▶ _Given records_:
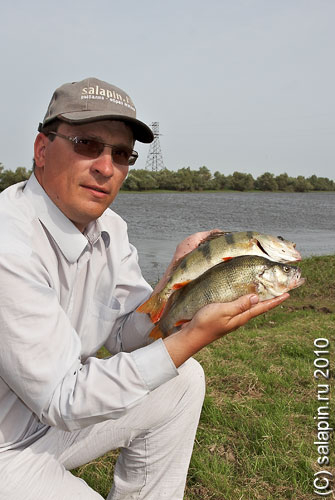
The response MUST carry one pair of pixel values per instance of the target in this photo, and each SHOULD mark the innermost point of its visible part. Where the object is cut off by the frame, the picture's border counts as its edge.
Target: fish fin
(154, 306)
(213, 236)
(181, 322)
(156, 333)
(177, 286)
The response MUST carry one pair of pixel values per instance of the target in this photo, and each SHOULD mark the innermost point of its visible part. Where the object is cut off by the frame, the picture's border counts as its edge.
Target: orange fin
(156, 333)
(154, 306)
(177, 286)
(181, 322)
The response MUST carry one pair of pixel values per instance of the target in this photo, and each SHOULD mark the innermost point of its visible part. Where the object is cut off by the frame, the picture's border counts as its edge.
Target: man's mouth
(96, 189)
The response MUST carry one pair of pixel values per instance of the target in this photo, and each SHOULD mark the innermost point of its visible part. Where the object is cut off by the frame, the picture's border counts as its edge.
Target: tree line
(202, 179)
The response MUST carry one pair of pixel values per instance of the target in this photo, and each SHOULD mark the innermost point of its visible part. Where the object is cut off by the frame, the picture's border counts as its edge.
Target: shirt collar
(69, 239)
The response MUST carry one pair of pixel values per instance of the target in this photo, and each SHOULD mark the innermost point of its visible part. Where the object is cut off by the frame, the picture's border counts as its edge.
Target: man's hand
(213, 322)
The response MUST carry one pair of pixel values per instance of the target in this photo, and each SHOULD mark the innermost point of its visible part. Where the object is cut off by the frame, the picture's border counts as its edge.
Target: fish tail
(156, 333)
(154, 306)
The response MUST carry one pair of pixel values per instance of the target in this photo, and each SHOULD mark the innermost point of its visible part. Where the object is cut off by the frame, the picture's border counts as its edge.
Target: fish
(225, 282)
(219, 246)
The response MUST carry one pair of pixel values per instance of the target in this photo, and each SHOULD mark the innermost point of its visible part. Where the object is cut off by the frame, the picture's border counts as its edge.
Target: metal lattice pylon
(155, 157)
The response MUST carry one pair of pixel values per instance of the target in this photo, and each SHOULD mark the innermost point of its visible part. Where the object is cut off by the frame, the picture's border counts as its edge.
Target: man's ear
(39, 149)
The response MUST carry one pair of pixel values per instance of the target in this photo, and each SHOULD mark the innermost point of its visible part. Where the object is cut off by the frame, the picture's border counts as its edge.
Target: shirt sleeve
(40, 353)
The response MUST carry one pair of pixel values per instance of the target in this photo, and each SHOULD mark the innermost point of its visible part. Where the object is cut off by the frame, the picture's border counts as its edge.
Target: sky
(236, 85)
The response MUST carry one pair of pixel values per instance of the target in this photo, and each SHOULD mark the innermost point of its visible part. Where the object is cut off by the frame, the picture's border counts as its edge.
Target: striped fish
(218, 247)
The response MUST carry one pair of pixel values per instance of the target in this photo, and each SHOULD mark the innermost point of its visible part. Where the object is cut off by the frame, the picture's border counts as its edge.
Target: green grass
(256, 433)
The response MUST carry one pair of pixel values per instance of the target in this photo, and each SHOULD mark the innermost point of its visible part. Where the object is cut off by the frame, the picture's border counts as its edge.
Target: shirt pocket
(101, 321)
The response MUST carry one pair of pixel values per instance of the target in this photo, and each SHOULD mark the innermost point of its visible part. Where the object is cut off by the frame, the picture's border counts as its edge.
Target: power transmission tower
(155, 158)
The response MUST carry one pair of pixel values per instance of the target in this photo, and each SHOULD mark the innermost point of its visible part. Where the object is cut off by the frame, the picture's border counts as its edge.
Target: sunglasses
(93, 149)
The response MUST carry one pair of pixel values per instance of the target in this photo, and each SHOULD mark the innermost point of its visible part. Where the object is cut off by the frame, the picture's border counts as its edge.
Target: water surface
(157, 222)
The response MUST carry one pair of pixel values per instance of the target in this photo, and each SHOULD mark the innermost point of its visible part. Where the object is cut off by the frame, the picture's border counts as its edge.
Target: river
(157, 222)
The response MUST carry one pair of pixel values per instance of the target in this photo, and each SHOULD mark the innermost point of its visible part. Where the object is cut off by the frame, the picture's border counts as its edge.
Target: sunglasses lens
(89, 148)
(93, 149)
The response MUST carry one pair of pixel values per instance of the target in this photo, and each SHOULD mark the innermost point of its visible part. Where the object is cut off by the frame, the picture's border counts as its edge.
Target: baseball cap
(92, 100)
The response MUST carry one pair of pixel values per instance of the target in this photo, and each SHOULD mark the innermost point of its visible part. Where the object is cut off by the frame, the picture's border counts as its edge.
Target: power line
(155, 158)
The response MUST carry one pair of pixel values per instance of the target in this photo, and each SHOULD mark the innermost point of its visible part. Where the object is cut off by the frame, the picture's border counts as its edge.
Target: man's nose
(104, 163)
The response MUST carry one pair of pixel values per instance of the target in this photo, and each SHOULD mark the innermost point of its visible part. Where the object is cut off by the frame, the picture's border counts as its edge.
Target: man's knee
(192, 374)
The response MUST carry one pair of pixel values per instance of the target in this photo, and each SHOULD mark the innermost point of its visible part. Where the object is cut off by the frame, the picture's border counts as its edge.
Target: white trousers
(156, 440)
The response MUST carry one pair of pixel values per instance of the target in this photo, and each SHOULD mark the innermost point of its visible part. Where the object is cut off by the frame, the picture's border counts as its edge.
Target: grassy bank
(256, 434)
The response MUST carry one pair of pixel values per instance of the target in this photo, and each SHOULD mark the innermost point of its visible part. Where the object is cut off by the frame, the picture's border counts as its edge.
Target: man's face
(82, 187)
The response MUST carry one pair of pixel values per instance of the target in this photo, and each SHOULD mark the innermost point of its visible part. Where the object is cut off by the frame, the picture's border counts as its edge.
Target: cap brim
(142, 132)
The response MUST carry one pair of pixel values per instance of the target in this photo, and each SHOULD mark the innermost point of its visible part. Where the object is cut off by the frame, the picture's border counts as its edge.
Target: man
(70, 283)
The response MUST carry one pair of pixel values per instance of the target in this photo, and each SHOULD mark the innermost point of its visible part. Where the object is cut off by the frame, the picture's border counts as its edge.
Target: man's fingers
(261, 307)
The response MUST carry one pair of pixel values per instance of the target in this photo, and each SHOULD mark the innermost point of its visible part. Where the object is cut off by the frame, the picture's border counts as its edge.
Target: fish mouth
(294, 255)
(297, 281)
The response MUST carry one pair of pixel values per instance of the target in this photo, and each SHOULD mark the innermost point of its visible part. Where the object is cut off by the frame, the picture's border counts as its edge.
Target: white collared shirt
(63, 295)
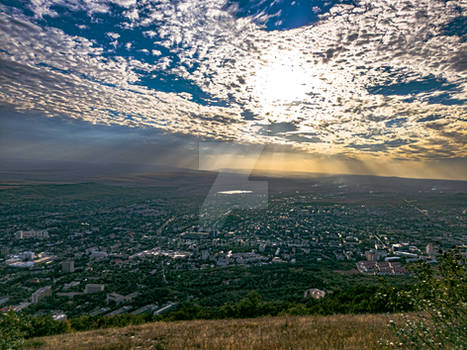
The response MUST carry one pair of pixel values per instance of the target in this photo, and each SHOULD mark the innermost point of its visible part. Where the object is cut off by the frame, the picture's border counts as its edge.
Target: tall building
(93, 288)
(4, 251)
(41, 293)
(68, 266)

▶ _Aim of the task_: An exact copy of the data above is required, printed without its pictures.

▶ _Written response_:
The response MUST carry one pair of pixel values per instance of the target in this photo, and each SHOULD mark the innermost point of its visible part. Where the object is cut off by the frame, the picture's border counts as its edge.
Target: fish fin
(154, 306)
(213, 236)
(181, 322)
(156, 333)
(177, 286)
The response MUST carry one pair of pixel values per instance of the target in this photo, and each SHOULD mark the innermost point of its visible part. Where the object is cut off by the frame, the picture's border counts as its edge.
Target: orange fin
(156, 333)
(154, 306)
(177, 286)
(181, 322)
The response MUST carry one pair of pixel values per instance of the target in this photo, and each SHOULD mark the innermost point of its visible part. Where the object is cut off by the frame, the picture's border counts as its edge.
Target: man's mouth
(96, 189)
The response MUST carry one pair of pixel values per instance of the target in this photo, and each SHOULD mark the innermost point of its visible part. Where the object is cut off by the frame, the picture's border counts as its edge.
Target: tree line
(202, 179)
The response MUST carry one pair of pixel values per instance of the target in this photo, and each SHOULD mark the innermost point of its visible part. Where the object is cut off by the frame, the picture's border counts as its edge.
Target: shirt collar
(69, 239)
The response MUST carry one pair of pixel values per instance of the target in this photo, and each SHOULD mark the innermost point of its visible part. Where the object is cut off by the frame, the picture's border counts as its edge.
Target: man's hand
(213, 322)
The response MUST carry one pair of pixel values per instance of the target in this photo, and each SHOULD mark the innermost point of its visible part. Where the object is cut off by the frame, the picture's border counts as its edge.
Target: fish tail
(156, 333)
(154, 306)
The response MUST carry one pair of pixel values per instance of the target in this photo, and each SHOULD mark the innermost point of its visible part. Where the object is cut off by the frame, the picture's border counts as its edge.
Target: fish
(225, 282)
(219, 246)
The response MUST carry one pair of pixel values per instance of the target in this photo, and each SHOULD mark the innermost point of its visible part. Where the object is cut off by the frame, the picture's border counts as its edge.
Target: metal lattice pylon
(155, 157)
The response MUST carry one pair of pixel values per instance of the target in this photo, and each SHOULD mark the innermost point of its visible part. Where the object is cut off by the frame, the picture's border counts as its edge.
Target: man's ear
(39, 149)
The response MUST carry one pair of pixel values per instance of the target in this photo, and each SHOULD mark the innermost point of its visible part. Where the object is cut off by the frame, the picture's border counts as its edge.
Target: shirt sleeve
(40, 353)
The response MUST carry one pair of pixel values per instance of the target in this photo, and each SHOULD mark the innermost point of its visible part. Where the object is cut off by the frame, the picture's border counts as its edge.
Target: sky
(236, 85)
The response MUST carry one pair of pixel values per instance of the target in this photo, and each SHOULD mark the innermost point of its visible part. Where the object is cut off by the frame, the picture's border counts as its edge.
Target: striped fish
(218, 247)
The response MUST carry one pair of pixel values per instance of the target in this photo, and each SHOULD mark the innermost point of its visible part. Where the object is cut off by the frame, the picture's border counts as its edge.
Target: green grass
(256, 433)
The response MUST carry one pair of pixel values per instance of the target in this photo, and each SHOULD mark the innermost point of its visible part. Where the object is cut off by the frame, the picture's border counts as its edge.
Target: shirt pocket
(101, 321)
The response MUST carry one pair of pixel values per instance of the target in this photo, and each SHOULD mark the innermost point of its visible part. Where the object is cut off by the frame, the picture's border counts as its edge.
Target: power transmission tower
(155, 158)
The response MUST carry one pair of pixel values per instance of the target in this photo, and each SHOULD mark the innermost point of its visible part. Where the object is cut off by the frame, the picture's border counts as its edge.
Target: sunglasses
(93, 149)
The response MUST carry one pair of pixel values per instance of the target in this photo, and each SHOULD mark the innermost point of its visible part. Where the object is cut off by the frame, the picture's border counts as its edge.
Target: water surface
(157, 222)
The response MUST carry one pair of pixel values per instance of the target in this photo, and each SHOULD mark the innermost point of its visible part. Where the object is cut off by the frame, the picture's border counts as its edge.
Target: river
(157, 222)
The response MUST carry one pair of pixel values per instance of the target in this photo, and each SHOULD mark the innermost point of its visible part. Where the object is cut off by the frame, the picture's border counts as its edge.
Target: sunglasses lens
(89, 148)
(93, 149)
The response MUST carry one pair of pixel values per instance of the target in this photo, and each SHOULD mark the innermost point of its visible part. Where the object is cut off by the frame, the picture's border counts as its edge.
Target: baseball cap
(92, 100)
The response MUST carry one pair of pixel values per instance of the target in this photo, and each SHOULD mark the innermost point of its visible part. Where the object is cut off by the frame, the picture's border counts as its edge.
Target: power line
(155, 158)
The response MUST carry one pair of pixel values per instance of the target in this photo, and each SHOULD mark the innermost point of its visible part. Where the object is cut off by the frame, the picture's border counts as its edge.
Target: man's nose
(104, 163)
The response MUST carry one pair of pixel values per instance of the target in this photo, and each SHOULD mark the innermost point of its visible part. Where the object is cut off by the frame, the picture's border counts as its edge.
Target: man's knee
(192, 374)
The response MUST carry one pair of pixel values per instance of the target in this photo, and each SHOULD mark the innermost point of its visible part. Where the object is cut off by the frame, the picture's border counts as its edge.
Target: white trousers
(156, 440)
The response MUST carry one pair of pixel values per instance of the target in this photo, and each SHOULD mark the innermost point of its visible part. Where the object is cut off by the frame, the picture's border counts as its edge.
Target: grassy bank
(256, 434)
The response MUST carry one pair of pixel values per instance of the target in this photo, and each SHOULD mark the innermost point of its visible part. Where the object is cut off by the frame, the picture's border counts as its edge.
Target: man's face
(82, 187)
The response MUST carry one pair of pixel values per instance of the target in this photo, and each SHOULD mark the innermost point of its visible part. Where the object is cut off by the frame, the picture's border counts as its edge.
Target: cap brim
(142, 132)
The response MUST carry one pair of pixel values per instance of the target in this photo, and each SHOULD mark the innermost point of its visible part. Where the object is cut off by the frame, the picture's border counts as its edge.
Target: man
(70, 283)
The response MUST carry one pair of pixel values per instance of the target in this photo, and each SHOULD mark the innermost point of its visible part. Where the object is cut off by the frame, the picture's border counts as its edge.
Target: man's fingers
(261, 307)
The response MUST carry one pair of pixel values per instance of the target in this photo, and each SHOULD mark the innermost point of its visible part. Where the object is cut off by the frame, the picture's border counts as its edge.
Target: fish mouth
(294, 255)
(297, 281)
The response MUST carry one pair of pixel values per instance of the target in this photo, and each SHOULD mark the innermost point of its visible part. Where the object is cut off by the frame, the picture's border counts as its edge.
Target: white collared shirt
(63, 295)
The response MUST carry one pair of pixel values per instance of the target in this photo, and each SHOULD mark the innermost point of its visible part. Where the object is cut off by the frame, the picture's border counts as its edge.
Target: tall building
(93, 288)
(4, 251)
(41, 293)
(68, 266)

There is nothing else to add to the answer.